* [WORK ORDER]:
Starting at the line that contains "Target: shoelace", transcribe each line exactly through the last line of the data. Include nothing else.

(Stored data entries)
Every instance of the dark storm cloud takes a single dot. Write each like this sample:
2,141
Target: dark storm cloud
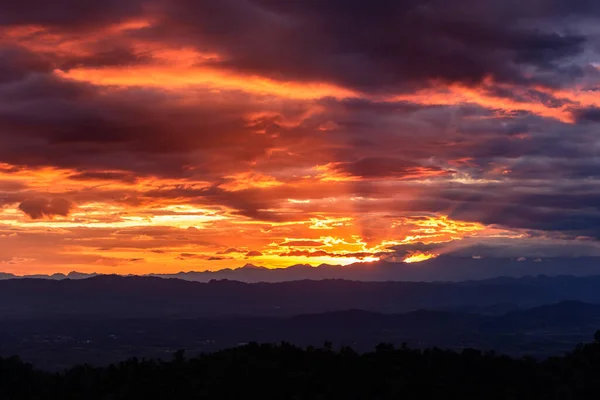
381,45
587,115
17,63
383,167
81,14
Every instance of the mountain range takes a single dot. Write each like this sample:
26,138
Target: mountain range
443,268
150,296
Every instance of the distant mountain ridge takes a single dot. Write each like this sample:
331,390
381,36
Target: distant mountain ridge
150,296
444,268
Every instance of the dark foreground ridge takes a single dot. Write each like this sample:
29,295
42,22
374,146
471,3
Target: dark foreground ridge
288,372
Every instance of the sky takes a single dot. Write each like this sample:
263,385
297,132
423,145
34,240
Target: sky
161,136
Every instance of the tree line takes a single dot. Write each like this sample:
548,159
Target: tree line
284,371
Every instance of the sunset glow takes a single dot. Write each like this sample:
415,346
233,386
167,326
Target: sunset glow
153,139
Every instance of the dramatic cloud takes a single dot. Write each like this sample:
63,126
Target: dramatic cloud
195,135
40,207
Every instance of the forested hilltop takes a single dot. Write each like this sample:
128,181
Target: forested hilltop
287,372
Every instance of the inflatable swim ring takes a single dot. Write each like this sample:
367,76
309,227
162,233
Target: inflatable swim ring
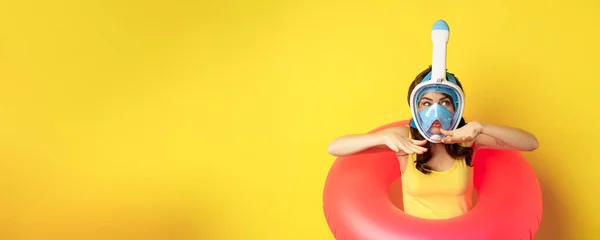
357,205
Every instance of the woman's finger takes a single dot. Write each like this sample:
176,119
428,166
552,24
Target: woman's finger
407,150
447,133
418,142
415,148
393,147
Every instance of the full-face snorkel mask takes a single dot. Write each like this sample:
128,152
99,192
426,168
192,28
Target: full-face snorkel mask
443,110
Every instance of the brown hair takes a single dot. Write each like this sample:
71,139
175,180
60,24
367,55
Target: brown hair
454,150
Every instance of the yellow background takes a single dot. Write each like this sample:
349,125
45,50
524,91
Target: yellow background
210,120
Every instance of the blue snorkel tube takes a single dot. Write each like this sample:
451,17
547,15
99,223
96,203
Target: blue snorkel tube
438,80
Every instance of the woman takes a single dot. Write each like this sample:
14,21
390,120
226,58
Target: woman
436,177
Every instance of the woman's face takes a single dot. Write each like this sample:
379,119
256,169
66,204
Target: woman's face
431,98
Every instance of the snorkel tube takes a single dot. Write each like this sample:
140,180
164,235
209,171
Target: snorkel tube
438,80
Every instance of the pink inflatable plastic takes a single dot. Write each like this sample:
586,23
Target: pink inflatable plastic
357,205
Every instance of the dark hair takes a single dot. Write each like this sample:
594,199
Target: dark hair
454,150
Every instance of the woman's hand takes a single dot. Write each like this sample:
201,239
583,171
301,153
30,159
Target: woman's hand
400,143
467,133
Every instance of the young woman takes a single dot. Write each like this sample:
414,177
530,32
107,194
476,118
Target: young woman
436,177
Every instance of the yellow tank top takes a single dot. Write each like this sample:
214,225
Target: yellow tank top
438,195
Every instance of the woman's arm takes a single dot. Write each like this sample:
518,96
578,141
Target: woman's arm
394,138
503,137
353,143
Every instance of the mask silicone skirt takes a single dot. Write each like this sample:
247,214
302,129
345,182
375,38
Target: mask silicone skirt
436,106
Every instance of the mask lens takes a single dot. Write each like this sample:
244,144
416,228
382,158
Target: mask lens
436,107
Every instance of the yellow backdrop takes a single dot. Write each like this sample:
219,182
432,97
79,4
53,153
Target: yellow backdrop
210,120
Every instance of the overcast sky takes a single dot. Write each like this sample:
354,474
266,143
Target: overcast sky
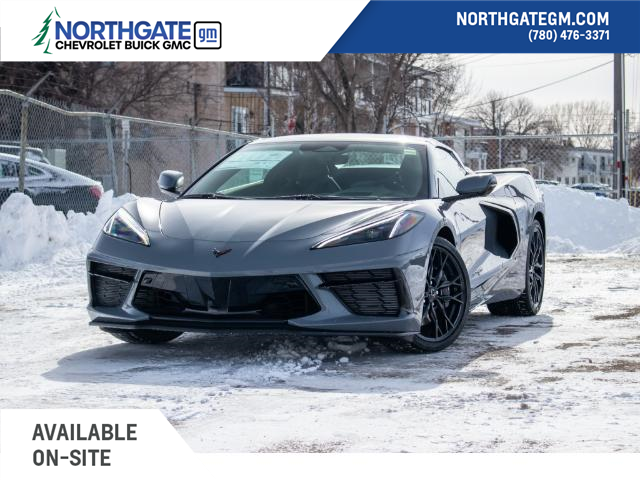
513,73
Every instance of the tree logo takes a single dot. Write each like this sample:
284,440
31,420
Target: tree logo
42,34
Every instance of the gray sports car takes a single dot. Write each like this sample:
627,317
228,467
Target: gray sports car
345,234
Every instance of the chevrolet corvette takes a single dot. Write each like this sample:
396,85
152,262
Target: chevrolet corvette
332,234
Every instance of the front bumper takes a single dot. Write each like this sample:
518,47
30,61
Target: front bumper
328,290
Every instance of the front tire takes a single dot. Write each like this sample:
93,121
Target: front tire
145,337
530,300
447,298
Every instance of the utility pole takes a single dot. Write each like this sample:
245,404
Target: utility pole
24,125
196,95
267,101
618,121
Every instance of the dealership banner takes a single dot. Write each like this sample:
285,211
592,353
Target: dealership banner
287,30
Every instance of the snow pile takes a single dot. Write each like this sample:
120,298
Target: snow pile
579,222
30,233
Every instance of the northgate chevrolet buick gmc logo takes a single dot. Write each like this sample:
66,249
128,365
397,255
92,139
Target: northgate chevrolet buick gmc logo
127,35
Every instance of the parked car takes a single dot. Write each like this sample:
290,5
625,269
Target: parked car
35,154
49,185
375,235
599,190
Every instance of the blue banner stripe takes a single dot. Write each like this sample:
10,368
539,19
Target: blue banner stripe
432,27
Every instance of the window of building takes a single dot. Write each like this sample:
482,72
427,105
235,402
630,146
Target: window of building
239,119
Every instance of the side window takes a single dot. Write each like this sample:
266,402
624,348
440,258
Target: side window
8,169
448,172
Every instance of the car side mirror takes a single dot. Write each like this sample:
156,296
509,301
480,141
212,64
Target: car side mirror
171,182
476,185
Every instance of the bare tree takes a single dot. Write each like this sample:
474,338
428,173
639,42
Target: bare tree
582,118
516,116
367,92
450,86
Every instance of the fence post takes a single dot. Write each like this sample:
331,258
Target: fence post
499,148
192,152
126,135
111,153
24,125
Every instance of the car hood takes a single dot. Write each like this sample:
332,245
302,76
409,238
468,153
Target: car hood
223,220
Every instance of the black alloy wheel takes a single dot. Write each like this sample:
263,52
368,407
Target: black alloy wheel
446,301
530,300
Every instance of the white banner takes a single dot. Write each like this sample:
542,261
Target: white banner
239,30
139,444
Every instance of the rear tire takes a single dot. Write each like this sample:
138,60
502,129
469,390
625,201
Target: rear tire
147,337
530,300
447,299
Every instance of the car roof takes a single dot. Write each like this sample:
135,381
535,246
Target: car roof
48,167
351,137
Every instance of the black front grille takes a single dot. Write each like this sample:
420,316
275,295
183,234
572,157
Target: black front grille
366,292
278,297
113,271
109,284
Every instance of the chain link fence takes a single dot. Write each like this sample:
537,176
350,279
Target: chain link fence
70,153
126,154
581,161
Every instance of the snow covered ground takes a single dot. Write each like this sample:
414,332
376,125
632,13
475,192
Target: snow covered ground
565,380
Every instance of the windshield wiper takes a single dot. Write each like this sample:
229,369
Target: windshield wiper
211,195
299,196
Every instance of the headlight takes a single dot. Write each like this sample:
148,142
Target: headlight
122,225
383,229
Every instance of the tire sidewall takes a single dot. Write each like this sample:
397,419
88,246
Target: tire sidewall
423,343
535,227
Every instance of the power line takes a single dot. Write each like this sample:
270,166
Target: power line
540,87
542,61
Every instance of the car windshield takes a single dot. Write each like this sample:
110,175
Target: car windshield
318,170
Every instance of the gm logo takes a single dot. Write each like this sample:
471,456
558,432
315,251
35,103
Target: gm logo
207,35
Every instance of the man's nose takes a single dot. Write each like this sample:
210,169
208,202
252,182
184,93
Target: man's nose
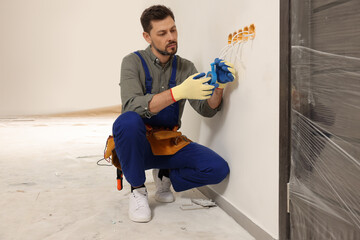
171,36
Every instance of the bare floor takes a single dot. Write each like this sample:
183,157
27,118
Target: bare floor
52,188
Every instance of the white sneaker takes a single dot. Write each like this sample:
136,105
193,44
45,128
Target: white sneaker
163,192
139,210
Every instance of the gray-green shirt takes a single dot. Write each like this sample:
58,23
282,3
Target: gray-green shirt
132,83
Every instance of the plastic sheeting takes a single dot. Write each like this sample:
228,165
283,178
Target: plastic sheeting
325,166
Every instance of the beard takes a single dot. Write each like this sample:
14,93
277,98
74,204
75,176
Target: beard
165,52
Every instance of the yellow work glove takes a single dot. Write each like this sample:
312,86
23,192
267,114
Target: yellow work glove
225,72
193,88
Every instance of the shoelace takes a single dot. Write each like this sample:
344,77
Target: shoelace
165,185
140,199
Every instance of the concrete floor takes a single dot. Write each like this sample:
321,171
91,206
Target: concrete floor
52,188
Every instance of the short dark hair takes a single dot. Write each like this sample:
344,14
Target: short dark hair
156,12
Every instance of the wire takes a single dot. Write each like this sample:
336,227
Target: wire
101,164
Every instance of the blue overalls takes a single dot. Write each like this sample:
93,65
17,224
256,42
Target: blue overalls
192,166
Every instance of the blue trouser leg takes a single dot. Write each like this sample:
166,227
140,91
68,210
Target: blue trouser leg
193,166
131,146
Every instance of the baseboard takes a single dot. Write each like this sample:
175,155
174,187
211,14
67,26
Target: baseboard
257,232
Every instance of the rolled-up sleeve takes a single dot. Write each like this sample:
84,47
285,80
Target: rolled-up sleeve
132,84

* [SOLUTION TO THE EXERCISE]:
Target: shoelace
165,185
140,199
Every instance of the concrete floor takes a single dot. Write each like this sample:
321,171
91,206
Target: concrete floor
52,188
Every instance of the short dark hair takes a single dot. Write each like this sample:
344,14
Target: short dark hair
156,12
Every instance of the wire takes a single dot. Write each like this sample:
336,227
Target: wire
101,164
Every instance of the blue overalls takes a single dot. Write each like this sample:
93,65
17,224
256,42
Target: blue overalls
192,166
Every instance of the blue trouser leg takes a single dot. Write each like this sample:
166,227
140,91
68,210
Target: blue trouser leg
193,166
131,146
Every instance of the baseboard takes a single dot. Write each like this sample:
175,155
174,187
211,14
67,26
Target: baseboard
257,232
Every instance of the rolled-up sleeve takes a single dot. Write each like this sample:
84,47
285,80
Target: rolled-up sleeve
132,84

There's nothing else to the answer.